— Start of Records —
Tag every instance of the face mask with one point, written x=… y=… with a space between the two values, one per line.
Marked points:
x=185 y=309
— End of Records —
— Start of Records —
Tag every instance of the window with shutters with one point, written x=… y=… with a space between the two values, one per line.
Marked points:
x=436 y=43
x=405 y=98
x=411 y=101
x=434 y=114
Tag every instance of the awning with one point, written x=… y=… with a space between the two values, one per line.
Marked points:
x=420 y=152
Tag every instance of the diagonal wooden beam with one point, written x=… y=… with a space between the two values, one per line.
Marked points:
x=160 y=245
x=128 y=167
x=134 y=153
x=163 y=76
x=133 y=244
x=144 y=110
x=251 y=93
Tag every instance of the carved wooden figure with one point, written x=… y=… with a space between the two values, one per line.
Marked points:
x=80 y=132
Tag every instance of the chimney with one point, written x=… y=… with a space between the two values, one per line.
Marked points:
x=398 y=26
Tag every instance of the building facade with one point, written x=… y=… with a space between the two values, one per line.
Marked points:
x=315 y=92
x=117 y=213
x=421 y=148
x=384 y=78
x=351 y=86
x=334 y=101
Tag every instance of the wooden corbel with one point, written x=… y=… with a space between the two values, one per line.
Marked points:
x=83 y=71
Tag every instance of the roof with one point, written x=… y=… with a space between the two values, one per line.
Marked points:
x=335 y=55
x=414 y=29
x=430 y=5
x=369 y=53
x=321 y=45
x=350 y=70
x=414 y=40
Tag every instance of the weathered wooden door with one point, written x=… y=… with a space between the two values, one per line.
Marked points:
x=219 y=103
— End of Records —
— Start of Records —
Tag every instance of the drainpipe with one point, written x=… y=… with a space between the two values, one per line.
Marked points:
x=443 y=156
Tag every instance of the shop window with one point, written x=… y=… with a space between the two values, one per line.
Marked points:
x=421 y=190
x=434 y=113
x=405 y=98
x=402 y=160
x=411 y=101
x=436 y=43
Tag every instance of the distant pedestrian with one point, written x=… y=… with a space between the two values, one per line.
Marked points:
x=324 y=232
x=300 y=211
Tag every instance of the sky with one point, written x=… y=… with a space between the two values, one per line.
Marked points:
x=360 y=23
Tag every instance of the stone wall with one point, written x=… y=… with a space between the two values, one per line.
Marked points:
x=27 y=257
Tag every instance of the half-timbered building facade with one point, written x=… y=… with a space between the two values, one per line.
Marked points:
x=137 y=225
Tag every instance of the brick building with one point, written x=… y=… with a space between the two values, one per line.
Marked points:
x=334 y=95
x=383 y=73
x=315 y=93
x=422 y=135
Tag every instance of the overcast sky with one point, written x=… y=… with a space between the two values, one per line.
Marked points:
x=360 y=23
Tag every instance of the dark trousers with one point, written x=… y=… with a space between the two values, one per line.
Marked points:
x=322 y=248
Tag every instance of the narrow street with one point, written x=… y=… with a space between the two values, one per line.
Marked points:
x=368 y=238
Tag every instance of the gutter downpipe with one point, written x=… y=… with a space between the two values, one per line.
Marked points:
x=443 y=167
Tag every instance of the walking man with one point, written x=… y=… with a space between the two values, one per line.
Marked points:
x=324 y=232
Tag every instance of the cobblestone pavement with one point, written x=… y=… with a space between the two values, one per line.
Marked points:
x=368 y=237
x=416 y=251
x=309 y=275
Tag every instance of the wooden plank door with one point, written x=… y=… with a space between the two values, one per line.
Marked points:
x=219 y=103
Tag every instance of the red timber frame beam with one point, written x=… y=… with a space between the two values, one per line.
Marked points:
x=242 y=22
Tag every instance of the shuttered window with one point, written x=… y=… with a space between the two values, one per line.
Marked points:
— End of Records —
> [Requirement]
Turn the lines from the one containing "Tag every instance of the face" through the one containing "x=185 y=309" into a numbered list, leaving out any blank lines.

> [Final result]
1. Tag every instance of the face mask with one point, written x=… y=… with a space between the two values, one per line.
2. Marked points:
3. x=185 y=309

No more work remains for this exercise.